Find each line below containing the word "tree" and copy it.

════════════════

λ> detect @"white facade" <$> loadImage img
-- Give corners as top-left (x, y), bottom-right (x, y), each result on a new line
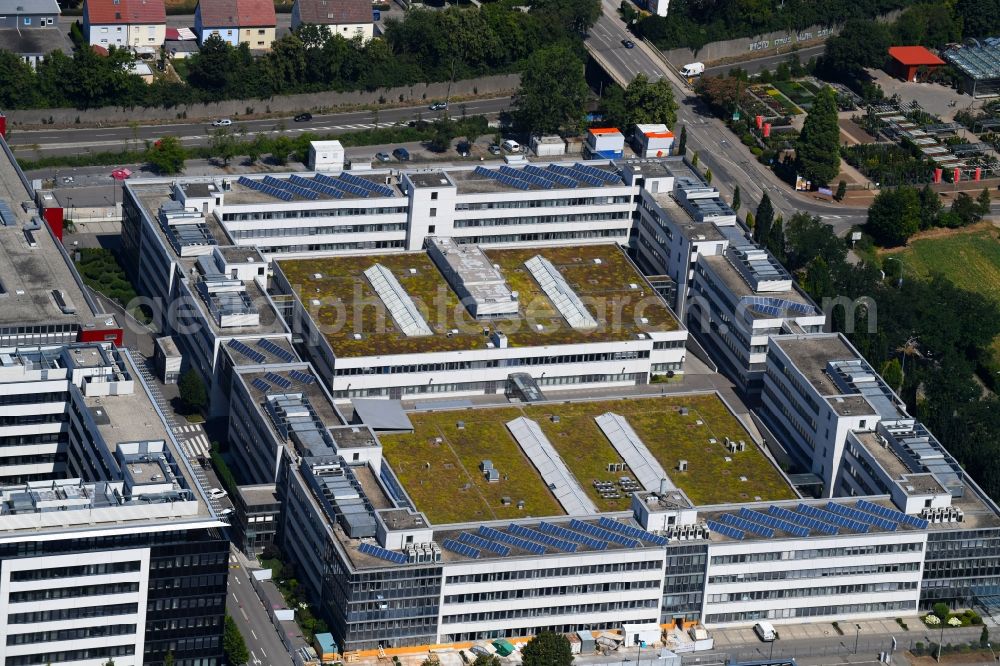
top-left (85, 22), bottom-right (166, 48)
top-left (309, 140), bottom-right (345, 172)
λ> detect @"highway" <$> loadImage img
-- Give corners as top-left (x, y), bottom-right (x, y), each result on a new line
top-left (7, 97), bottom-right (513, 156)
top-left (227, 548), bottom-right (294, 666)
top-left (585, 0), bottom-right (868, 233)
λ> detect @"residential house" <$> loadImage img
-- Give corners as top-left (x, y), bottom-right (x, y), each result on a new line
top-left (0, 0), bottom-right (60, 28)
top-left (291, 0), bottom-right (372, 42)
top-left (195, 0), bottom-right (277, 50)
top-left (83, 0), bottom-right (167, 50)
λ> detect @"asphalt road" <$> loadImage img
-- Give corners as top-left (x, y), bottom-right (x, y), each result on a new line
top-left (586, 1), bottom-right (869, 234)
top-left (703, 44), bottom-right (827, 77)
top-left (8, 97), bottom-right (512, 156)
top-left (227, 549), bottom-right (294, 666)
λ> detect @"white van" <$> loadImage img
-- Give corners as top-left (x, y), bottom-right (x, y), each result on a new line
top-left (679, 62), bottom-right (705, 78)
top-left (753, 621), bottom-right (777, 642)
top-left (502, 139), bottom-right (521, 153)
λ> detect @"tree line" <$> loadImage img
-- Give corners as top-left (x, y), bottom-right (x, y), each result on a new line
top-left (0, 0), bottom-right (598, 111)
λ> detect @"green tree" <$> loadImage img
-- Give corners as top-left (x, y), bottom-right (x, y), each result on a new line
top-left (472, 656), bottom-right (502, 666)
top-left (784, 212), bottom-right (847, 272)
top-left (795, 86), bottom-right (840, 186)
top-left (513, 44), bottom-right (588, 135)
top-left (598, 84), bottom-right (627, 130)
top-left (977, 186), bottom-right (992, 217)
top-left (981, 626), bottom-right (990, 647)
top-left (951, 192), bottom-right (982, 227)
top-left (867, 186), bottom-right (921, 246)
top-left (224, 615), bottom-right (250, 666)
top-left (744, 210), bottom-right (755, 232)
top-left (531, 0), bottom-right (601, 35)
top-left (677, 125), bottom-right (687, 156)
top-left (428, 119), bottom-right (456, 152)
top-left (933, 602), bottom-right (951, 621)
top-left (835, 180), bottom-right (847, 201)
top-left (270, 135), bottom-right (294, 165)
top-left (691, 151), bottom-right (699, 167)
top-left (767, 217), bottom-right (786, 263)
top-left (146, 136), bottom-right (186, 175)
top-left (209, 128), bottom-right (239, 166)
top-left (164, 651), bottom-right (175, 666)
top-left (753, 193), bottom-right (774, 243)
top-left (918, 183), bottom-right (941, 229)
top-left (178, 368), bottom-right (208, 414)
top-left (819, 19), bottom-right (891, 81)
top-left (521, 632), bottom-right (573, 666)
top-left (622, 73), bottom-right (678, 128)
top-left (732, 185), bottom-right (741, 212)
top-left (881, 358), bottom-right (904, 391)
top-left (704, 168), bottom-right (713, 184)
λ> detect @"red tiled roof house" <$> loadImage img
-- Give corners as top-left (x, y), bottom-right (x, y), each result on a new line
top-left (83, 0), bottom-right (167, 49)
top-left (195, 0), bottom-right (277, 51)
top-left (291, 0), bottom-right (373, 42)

════════════════

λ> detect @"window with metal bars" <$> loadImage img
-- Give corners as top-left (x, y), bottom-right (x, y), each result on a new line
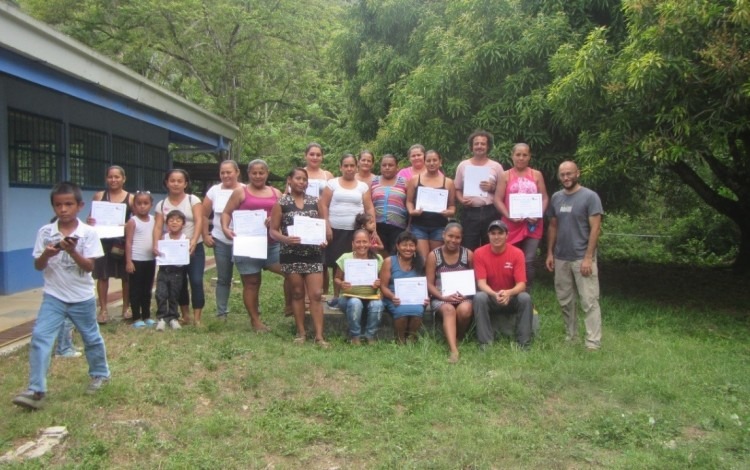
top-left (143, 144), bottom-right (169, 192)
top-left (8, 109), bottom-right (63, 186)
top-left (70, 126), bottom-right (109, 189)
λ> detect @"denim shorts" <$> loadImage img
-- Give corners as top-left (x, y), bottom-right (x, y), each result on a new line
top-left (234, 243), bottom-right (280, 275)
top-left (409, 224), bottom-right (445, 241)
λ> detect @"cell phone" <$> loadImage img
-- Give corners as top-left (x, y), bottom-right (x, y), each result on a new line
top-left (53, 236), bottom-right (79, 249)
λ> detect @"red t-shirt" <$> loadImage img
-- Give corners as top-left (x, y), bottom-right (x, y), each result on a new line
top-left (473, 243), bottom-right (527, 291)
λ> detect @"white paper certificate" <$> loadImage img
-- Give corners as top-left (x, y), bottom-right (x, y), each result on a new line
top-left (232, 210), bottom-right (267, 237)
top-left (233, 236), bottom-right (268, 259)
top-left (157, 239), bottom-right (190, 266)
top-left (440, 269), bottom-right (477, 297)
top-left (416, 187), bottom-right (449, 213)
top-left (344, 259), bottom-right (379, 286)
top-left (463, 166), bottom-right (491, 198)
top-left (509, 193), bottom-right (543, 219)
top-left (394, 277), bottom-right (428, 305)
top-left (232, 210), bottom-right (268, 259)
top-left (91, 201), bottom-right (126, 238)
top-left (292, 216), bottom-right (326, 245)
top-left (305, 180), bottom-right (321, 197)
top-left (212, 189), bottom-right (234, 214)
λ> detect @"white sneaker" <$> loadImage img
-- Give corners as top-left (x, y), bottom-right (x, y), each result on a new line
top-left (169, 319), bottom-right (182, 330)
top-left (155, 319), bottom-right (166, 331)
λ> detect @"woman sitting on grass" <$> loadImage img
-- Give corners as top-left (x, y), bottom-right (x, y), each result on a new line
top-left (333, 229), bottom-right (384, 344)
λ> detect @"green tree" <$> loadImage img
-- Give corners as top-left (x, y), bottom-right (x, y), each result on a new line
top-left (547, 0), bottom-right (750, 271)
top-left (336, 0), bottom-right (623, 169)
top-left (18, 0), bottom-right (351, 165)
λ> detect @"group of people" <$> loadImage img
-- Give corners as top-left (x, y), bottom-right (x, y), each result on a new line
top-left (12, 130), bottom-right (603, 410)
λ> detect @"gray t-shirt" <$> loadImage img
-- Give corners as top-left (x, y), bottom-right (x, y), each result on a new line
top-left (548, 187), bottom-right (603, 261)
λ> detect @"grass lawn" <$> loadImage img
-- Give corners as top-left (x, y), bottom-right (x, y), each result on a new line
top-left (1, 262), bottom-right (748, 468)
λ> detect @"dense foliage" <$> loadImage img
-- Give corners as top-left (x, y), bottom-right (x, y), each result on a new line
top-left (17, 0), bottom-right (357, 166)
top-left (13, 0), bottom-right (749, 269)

════════════════

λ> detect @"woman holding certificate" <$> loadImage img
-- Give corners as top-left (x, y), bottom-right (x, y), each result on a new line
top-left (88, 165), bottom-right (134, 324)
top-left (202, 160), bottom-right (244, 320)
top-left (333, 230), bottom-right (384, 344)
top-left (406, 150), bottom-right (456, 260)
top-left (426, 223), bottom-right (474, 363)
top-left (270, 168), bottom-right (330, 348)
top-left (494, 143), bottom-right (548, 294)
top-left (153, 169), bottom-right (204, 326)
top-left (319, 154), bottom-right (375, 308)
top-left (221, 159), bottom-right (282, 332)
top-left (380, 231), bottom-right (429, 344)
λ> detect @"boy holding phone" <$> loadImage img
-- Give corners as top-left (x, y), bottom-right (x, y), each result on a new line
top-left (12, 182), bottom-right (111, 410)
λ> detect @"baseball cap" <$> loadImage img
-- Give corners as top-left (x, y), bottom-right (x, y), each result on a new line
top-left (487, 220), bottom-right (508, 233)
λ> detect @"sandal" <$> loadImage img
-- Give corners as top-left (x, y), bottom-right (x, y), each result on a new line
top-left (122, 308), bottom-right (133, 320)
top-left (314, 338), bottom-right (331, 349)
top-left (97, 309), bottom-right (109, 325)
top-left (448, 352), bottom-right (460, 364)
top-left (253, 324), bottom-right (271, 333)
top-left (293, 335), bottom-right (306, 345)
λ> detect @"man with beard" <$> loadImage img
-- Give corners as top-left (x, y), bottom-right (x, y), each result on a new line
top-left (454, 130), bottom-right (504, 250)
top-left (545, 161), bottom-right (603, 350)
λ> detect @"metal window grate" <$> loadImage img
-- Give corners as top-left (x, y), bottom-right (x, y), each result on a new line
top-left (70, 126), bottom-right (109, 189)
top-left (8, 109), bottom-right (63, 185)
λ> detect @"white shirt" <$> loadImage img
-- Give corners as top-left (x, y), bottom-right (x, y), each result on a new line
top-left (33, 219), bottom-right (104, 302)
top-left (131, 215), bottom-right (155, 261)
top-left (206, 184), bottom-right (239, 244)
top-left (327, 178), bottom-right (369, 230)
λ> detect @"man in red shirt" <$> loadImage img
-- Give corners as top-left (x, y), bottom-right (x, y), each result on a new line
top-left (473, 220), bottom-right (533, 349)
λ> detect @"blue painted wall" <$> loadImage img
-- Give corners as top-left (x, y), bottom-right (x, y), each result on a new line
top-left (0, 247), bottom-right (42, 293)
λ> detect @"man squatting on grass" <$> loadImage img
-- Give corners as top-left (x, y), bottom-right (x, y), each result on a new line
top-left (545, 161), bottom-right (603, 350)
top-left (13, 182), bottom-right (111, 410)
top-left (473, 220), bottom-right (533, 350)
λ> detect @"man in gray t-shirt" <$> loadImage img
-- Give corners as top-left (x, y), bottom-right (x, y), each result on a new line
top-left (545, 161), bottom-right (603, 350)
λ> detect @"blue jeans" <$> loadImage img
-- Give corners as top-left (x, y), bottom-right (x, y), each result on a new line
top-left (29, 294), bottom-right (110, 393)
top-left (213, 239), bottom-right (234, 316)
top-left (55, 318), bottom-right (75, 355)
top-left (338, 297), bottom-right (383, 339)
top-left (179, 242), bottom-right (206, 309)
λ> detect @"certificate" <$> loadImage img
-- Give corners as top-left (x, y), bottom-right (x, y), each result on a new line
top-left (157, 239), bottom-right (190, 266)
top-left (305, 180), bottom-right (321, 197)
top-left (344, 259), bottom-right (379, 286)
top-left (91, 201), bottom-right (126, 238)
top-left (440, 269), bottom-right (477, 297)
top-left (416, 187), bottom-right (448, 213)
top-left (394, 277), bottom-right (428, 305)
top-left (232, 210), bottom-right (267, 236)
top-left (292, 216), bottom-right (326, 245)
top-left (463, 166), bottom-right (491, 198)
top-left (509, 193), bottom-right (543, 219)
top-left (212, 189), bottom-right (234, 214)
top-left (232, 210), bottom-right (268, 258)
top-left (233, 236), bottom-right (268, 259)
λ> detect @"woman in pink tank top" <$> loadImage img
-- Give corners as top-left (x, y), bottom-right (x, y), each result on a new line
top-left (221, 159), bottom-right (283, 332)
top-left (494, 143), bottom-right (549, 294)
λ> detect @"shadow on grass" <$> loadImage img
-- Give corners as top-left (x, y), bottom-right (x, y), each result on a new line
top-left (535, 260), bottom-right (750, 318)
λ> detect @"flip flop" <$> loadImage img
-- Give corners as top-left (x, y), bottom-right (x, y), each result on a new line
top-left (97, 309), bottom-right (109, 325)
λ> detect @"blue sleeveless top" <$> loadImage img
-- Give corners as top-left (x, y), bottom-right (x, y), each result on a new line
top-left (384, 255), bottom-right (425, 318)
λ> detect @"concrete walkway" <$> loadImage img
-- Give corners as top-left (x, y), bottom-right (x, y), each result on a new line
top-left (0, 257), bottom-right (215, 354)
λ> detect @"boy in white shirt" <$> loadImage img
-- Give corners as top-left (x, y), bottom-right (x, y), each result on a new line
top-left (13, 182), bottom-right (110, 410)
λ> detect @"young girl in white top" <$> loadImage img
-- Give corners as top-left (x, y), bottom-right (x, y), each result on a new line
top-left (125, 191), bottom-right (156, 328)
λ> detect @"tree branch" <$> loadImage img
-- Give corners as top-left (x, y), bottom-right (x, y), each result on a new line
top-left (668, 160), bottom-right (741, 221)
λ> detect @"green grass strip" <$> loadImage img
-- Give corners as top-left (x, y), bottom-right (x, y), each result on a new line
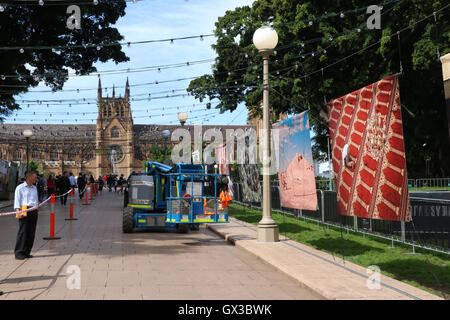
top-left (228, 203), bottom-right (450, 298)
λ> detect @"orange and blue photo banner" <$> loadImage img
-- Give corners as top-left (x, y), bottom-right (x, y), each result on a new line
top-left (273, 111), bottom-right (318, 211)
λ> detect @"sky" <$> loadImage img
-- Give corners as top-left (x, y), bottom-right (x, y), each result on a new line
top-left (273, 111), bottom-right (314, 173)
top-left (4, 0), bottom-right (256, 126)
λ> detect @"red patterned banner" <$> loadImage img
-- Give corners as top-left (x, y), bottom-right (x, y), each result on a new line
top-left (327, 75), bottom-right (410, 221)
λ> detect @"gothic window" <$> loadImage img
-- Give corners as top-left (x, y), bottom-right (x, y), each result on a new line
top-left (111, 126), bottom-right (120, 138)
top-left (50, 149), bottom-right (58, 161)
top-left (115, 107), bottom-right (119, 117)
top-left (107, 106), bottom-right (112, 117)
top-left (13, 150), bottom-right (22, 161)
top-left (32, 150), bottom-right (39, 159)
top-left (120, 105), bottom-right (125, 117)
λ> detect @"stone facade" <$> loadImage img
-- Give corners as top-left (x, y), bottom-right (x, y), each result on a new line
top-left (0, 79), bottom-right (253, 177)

════════════════

§ **Answer to this problem**:
λ> detect @"tree line" <$> loadImage img
λ> detect @"green tree" <$> loadImage img
λ> detect @"green tree" <$> loadImage img
λ> detect @"tree branch" <$> loadImage img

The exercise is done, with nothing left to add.